WRITTEN PROBLEM
In the records, start at the line containing "of the tree" and end at the last line. Copy only those lines, replacing "orange placard" with "orange sign" and leaving everything else unchanged.

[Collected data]
━━━━━━━━━━━━━━━━

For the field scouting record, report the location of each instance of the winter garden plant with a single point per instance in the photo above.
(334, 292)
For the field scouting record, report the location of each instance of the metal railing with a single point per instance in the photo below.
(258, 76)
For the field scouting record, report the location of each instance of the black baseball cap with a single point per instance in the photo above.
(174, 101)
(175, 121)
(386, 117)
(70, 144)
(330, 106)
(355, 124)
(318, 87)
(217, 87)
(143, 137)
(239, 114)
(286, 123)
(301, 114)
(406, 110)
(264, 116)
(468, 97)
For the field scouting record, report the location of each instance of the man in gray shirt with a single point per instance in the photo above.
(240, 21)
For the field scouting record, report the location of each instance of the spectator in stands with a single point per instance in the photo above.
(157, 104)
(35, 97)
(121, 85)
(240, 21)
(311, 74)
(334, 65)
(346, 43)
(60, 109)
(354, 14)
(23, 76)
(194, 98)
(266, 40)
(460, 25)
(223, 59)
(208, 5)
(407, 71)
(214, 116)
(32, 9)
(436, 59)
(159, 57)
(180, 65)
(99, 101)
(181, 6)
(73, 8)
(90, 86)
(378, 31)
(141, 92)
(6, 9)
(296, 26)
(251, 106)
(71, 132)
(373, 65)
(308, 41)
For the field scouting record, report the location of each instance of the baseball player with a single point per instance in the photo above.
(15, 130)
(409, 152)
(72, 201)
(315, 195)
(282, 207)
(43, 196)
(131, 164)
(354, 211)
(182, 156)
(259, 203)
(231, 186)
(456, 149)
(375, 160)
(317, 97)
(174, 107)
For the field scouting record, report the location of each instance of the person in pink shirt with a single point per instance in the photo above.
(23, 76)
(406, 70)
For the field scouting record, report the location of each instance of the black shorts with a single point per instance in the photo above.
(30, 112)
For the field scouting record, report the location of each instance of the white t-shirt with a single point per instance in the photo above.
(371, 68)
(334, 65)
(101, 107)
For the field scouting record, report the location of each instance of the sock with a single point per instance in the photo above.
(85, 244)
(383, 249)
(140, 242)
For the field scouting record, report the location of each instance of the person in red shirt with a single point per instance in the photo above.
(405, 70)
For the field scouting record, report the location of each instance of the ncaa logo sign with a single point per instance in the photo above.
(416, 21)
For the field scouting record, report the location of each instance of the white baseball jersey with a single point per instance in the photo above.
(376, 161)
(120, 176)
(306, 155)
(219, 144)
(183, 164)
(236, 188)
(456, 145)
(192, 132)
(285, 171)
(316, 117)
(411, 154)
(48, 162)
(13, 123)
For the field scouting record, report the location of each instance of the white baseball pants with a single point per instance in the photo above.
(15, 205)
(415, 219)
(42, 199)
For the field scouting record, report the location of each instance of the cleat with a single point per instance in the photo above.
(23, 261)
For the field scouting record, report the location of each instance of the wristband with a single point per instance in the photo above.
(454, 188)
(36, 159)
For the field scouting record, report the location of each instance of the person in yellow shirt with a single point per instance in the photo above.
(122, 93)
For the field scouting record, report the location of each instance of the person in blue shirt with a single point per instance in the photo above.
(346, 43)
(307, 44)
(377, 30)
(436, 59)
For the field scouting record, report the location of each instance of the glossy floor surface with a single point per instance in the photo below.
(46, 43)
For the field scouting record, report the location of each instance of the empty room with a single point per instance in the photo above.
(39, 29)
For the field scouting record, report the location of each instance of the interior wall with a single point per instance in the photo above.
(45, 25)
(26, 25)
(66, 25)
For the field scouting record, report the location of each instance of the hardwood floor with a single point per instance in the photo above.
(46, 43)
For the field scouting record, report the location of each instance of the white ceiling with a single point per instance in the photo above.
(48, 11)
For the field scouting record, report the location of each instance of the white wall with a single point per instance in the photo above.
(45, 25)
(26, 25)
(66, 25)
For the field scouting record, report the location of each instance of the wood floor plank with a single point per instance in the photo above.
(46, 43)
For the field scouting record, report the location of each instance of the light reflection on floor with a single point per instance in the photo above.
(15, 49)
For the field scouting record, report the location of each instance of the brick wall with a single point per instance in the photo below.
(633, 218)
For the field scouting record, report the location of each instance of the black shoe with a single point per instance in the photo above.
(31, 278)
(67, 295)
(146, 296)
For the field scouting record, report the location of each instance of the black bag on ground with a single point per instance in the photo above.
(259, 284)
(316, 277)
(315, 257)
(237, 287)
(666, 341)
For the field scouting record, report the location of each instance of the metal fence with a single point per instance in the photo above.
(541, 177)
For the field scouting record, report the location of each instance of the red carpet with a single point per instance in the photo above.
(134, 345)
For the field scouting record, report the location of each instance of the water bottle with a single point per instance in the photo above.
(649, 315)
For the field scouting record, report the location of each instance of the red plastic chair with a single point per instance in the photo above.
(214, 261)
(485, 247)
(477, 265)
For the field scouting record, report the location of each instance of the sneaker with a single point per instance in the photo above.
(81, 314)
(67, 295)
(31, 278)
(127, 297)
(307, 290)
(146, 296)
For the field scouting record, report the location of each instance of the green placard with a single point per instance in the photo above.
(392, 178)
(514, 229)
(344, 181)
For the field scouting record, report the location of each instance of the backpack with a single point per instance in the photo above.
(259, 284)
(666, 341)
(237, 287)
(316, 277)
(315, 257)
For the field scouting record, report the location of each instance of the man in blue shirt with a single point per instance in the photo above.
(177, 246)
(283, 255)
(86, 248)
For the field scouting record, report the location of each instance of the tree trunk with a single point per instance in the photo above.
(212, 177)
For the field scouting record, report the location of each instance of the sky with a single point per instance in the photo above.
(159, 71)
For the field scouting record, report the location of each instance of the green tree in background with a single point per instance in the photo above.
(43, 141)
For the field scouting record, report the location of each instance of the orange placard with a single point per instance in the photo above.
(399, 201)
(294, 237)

━━━━━━━━━━━━━━━━

EXERCISE ANSWER
For the field scouting record, report the location of each instance of the tree trunk with a single point per instance in the photo above.
(212, 177)
For the field scouting record, report the location of each instance of the sky with a single point per instance in the photo above.
(159, 71)
For the field scouting record, report the location of each instance of the green tree in background with a single point per instance in the photo above.
(43, 141)
For the field scouting record, report the location of each instance of the orange sign with a single point per instance in the photo above.
(399, 201)
(294, 237)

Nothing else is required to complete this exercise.